WHAT IS REQUIRED:
Write every line of the records below as a JSON list of strings, one string per line, skipping blank lines. Leave the pictures out.

ENTRIES:
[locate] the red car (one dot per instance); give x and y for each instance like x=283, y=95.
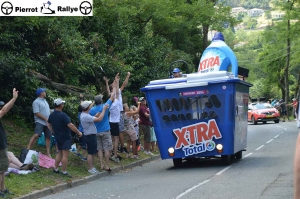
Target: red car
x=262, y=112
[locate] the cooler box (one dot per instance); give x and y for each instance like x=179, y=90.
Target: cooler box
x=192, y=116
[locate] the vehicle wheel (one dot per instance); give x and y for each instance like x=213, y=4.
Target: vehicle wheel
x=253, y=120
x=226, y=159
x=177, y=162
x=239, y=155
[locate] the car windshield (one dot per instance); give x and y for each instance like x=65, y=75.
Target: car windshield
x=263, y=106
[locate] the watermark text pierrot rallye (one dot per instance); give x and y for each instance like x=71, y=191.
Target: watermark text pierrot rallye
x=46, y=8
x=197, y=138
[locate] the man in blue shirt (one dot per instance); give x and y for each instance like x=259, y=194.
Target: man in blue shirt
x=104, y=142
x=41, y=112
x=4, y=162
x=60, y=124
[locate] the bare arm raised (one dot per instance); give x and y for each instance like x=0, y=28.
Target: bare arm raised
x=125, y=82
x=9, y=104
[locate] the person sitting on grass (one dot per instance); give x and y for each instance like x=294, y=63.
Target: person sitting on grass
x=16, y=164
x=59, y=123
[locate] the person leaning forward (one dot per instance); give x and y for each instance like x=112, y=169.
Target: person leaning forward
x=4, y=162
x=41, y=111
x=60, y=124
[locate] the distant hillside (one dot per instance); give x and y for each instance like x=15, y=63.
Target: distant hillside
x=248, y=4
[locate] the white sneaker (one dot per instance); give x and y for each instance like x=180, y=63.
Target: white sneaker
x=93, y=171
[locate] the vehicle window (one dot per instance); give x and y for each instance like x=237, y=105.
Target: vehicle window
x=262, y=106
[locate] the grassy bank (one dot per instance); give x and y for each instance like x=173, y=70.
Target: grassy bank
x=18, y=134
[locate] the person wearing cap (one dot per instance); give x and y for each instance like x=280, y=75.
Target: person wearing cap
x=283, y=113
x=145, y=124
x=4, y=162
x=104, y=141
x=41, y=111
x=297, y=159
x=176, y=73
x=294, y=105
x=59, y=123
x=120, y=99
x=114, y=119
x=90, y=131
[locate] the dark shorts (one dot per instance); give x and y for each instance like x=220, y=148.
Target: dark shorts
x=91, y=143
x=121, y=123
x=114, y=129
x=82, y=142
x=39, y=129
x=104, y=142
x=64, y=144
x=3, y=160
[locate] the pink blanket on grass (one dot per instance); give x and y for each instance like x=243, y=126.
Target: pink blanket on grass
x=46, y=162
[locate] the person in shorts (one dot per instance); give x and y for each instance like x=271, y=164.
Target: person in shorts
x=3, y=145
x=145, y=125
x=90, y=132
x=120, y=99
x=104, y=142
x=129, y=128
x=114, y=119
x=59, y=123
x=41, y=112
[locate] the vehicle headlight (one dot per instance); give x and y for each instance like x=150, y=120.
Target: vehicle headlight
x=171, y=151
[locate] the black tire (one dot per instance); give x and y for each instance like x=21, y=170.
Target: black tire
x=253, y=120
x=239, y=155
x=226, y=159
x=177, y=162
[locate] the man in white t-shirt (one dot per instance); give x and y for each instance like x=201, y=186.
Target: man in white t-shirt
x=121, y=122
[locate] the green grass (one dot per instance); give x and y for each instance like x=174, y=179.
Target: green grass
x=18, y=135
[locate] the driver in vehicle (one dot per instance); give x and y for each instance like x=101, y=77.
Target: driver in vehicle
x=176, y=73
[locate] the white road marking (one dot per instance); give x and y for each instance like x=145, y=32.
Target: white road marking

RESULT OF THIS EXERCISE:
[
  "[locate] the red car (one dot per instance); give x and y for each instance like x=283, y=95.",
  "Target: red car",
  "x=262, y=112",
  "[locate] the cooler box (one dot per instance); give x and y for each instance like x=179, y=90.",
  "Target: cooler box",
  "x=192, y=116",
  "[locate] the vehicle wheel (one dot per instance); give x and y for each instance like x=213, y=4.",
  "Target: vehicle wheel",
  "x=253, y=120",
  "x=226, y=159",
  "x=177, y=162",
  "x=239, y=155",
  "[locate] the car windshield (one dot per instance); give x and y for each instance like x=65, y=75.",
  "Target: car windshield",
  "x=263, y=106",
  "[locate] the watermark text pierrot rallye (one dot per instance); give x and y for each instance like x=71, y=191.",
  "Target: watermark text pierrot rallye",
  "x=46, y=8",
  "x=197, y=138",
  "[locate] the man in blue shirt (one dot per instance); give x and y for each instance like x=259, y=194.",
  "Target: man in blue shirt",
  "x=104, y=142",
  "x=41, y=112",
  "x=4, y=162",
  "x=60, y=124",
  "[locate] the bare arm raised (one dot per instance); give x and y for each instance like x=0, y=28.",
  "Target: bare arm raised",
  "x=125, y=82",
  "x=9, y=104",
  "[locate] the person sitting on grass (one dot per instance); give x and y for each instance like x=294, y=63.",
  "Target: person sitting on grass",
  "x=16, y=164",
  "x=59, y=123",
  "[locate] the person leaning forward (one dot per instance); give x and y for each instance like x=112, y=169.",
  "Target: person leaning forward",
  "x=4, y=162",
  "x=41, y=111",
  "x=60, y=124",
  "[locate] the distant hillside (one dot per instance); give x and y for each instance like x=15, y=63.",
  "Target: distant hillside",
  "x=248, y=4",
  "[locate] the white sneaker (one dot per instance); give x and y for each instance like x=180, y=63.",
  "Target: white sneaker",
  "x=93, y=171",
  "[locate] the vehicle window (one dot per instance); give x and y for each instance like x=237, y=105.",
  "Target: vehicle window",
  "x=262, y=106",
  "[locate] the grassy bank (one dot per instance); give x and y for each instance like x=173, y=70.",
  "Target: grassy bank",
  "x=18, y=134",
  "[locate] the person wearing cap (one dot per instance); give x and y for each instance like x=280, y=75.",
  "Target: person wearing cap",
  "x=283, y=113",
  "x=145, y=124",
  "x=4, y=162",
  "x=104, y=141",
  "x=41, y=111",
  "x=297, y=159",
  "x=176, y=73",
  "x=294, y=105",
  "x=59, y=123",
  "x=120, y=99",
  "x=114, y=119",
  "x=90, y=131",
  "[locate] the dark shorts (one dot per instance); give x and y for each instance like x=220, y=148.",
  "Target: dark shorts",
  "x=91, y=143",
  "x=121, y=123",
  "x=114, y=129",
  "x=82, y=142",
  "x=39, y=129",
  "x=104, y=142",
  "x=64, y=144",
  "x=3, y=160",
  "[locate] the pink blanket on grass (one dot per instance); give x and y for each instance like x=243, y=126.",
  "Target: pink blanket on grass",
  "x=46, y=162",
  "[locate] the person in shorts (one dot per instance); give x and y for each instance like x=271, y=164.",
  "Target: person in shorts",
  "x=3, y=145",
  "x=145, y=125",
  "x=90, y=132",
  "x=120, y=99",
  "x=104, y=142",
  "x=129, y=128",
  "x=114, y=119",
  "x=59, y=123",
  "x=41, y=112",
  "[locate] the vehicle headlight (one dot per instance); give x and y for each instance like x=150, y=120.",
  "Target: vehicle headlight",
  "x=171, y=151",
  "[locate] the black tire (one dot per instance); give x and y for each instance like x=21, y=170.",
  "Target: black tire",
  "x=253, y=120",
  "x=239, y=155",
  "x=226, y=159",
  "x=177, y=162",
  "[locate] the man in white t-shirt (one dot per instance); give x and y for each instance like x=201, y=186.",
  "Target: man in white t-shirt",
  "x=121, y=122",
  "[locate] the green grass (one dot per instance); give x and y for each instance like x=174, y=179.",
  "Target: green grass",
  "x=18, y=135",
  "[locate] the driver in vehicle (one dot per instance); give x and y for each instance like x=101, y=77.",
  "Target: driver in vehicle",
  "x=176, y=73",
  "[locate] the white road marking (one dot per instance); give x and y for each instance like x=145, y=32.",
  "Target: white road marking"
]